# Passage to read
•••

AMENDMENT AND TERMINATION


1.

Amendment and Termination of the Plan.


(a)

Amendment.   Subject to the limitations set forth in Section 3 of Article XIII of this Plan, the Board or the Committee may amend or terminate the Plan at any time; provided, however, that neither the Board nor the Committee shall amend the Plan without shareholder approval if such approval is required by Sections 162(m) or 422 of the Code.


(b)

Termination of the Plan.  The Plan shall terminate on the day preceding the tenth anniversary of its effective date, unless the Plan is terminated earlier by the Board or the Committee in accordance with Subsection (a) above , or is extended by the Board or the Committee with the approval of the shareholders.


(c)

Termination and Amendment of Outstanding Grants.  A termination or amendment of the Plan that occurs after a Grant is made shall not materially impair the rights of a Grantee unless the Grantee consents, unless the Committee acts under Article XI, Section 2(c), or unless the amendment or termination is required under statute, regulation, other law, or rule of a governing or administrative body having the effect of a statute or regulation or unless such an amendment is necessary to bring a Grant into compliance with, or obtain an exemption from, the requirements of Section 409A of the Code ..  The termination of the Plan shall not impair the power and authority of the Committee with respect to an outstanding Grant.


(d)

•••

# Set problem A
Reproduce, word for word, everything in the records from the line containing "Would you mind tagging the green" down to the last line of the records.
The plan excerpt and the records have nothing to do with each other.

•••

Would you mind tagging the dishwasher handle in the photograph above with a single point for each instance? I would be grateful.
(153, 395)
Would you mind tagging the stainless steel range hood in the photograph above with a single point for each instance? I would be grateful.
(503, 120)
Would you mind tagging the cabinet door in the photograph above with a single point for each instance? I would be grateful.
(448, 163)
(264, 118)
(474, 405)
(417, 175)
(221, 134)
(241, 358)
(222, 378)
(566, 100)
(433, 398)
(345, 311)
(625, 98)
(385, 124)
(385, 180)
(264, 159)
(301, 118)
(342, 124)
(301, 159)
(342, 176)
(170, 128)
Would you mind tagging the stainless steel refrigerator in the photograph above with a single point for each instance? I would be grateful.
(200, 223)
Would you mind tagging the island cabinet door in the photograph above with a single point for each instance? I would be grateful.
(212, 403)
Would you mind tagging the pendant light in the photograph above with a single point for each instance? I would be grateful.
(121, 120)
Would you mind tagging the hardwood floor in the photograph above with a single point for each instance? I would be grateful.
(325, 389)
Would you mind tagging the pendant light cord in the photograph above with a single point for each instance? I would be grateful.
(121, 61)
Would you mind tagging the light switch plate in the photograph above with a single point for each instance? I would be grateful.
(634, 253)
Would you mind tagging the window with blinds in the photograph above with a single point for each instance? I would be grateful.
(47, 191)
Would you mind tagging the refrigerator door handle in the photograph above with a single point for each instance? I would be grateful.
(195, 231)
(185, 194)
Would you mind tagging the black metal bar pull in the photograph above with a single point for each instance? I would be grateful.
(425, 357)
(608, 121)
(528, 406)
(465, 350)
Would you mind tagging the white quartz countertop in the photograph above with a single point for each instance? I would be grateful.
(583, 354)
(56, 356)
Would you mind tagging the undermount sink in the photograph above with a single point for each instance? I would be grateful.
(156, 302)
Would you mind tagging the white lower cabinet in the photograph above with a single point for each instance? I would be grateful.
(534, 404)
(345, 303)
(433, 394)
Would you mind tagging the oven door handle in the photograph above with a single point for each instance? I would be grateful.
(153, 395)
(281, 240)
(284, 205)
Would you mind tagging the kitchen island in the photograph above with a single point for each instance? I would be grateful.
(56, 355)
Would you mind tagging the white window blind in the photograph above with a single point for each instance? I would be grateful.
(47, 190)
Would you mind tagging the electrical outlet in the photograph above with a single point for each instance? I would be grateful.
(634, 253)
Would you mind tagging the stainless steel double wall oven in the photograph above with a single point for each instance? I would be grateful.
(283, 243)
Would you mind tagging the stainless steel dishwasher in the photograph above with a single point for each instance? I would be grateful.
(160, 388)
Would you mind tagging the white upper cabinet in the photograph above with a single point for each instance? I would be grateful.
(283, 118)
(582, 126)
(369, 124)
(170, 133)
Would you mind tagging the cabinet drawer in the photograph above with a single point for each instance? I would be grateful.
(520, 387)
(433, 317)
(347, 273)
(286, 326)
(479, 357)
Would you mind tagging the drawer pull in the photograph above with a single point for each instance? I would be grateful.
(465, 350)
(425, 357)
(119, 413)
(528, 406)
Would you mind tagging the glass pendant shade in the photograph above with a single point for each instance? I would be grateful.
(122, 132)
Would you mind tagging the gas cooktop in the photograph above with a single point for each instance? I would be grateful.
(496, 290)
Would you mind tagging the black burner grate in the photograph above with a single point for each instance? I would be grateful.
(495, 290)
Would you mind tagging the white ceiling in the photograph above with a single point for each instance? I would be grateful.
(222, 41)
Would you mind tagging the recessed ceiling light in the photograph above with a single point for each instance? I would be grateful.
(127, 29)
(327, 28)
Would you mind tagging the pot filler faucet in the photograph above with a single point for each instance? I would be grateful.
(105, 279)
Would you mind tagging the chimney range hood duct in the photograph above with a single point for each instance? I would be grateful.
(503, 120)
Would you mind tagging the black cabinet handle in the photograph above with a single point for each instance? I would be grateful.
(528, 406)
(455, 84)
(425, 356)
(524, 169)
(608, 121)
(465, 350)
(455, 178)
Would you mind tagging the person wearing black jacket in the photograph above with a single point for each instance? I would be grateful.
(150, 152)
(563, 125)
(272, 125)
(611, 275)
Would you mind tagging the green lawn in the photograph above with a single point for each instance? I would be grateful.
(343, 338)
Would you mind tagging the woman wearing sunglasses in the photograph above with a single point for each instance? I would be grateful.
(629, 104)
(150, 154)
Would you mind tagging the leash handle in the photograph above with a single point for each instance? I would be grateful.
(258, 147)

•••

# Set problem B
Answer from the plan excerpt, one line each:
(i) On what day does the Plan terminate unless ended earlier or extended?
(ii) Which Code sections can require shareholder approval for an amendment?
(iii) What does termination of the Plan not impair?

# Task response A
Would you mind tagging the green lawn in the photograph above with a single point for each instance? I would be grateful.
(343, 338)
Would you mind tagging the woman wearing sunglasses in the photograph above with a single point for each instance? I would be grateful.
(629, 104)
(150, 154)
Would you mind tagging the leash handle in the photograph above with a single point for each instance? I would be grateful.
(258, 147)

# Task response B
(i) The day preceding the tenth anniversary of its effective date.
(ii) Sections 162(m) or 422 of the Code.
(iii) The power and authority of the Committee with respect to an outstanding Grant.